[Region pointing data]
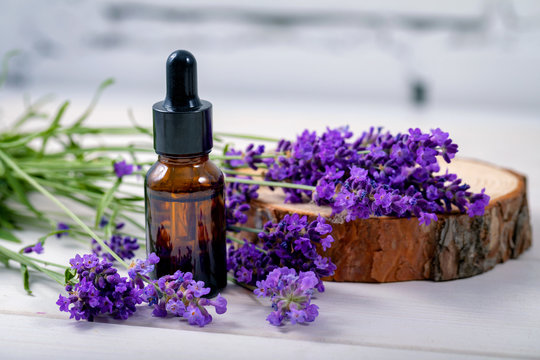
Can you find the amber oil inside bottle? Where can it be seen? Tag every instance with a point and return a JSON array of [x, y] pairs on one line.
[[185, 214]]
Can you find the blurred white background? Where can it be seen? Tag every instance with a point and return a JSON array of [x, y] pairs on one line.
[[455, 53]]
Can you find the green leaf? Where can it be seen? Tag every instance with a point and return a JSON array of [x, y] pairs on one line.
[[55, 124], [19, 190], [25, 260], [26, 279], [110, 225], [6, 235], [69, 274], [106, 200]]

[Problem to solve] What is needed is an exact copy of the lines from the one containing "Can you find the blurred" through the last line of the records, and nothing else.

[Result]
Can you find the blurred white background? Where can it be seen? Tag every instance with a point and return a JSON array of [x, y] pairs on one line.
[[455, 53]]
Can you find the green leaf? Where can it be seen? Tag every instance with a point and return a JSON array of [x, y] pairs on one line.
[[55, 124], [19, 190], [25, 260], [26, 279], [110, 225], [6, 235], [69, 274], [106, 200]]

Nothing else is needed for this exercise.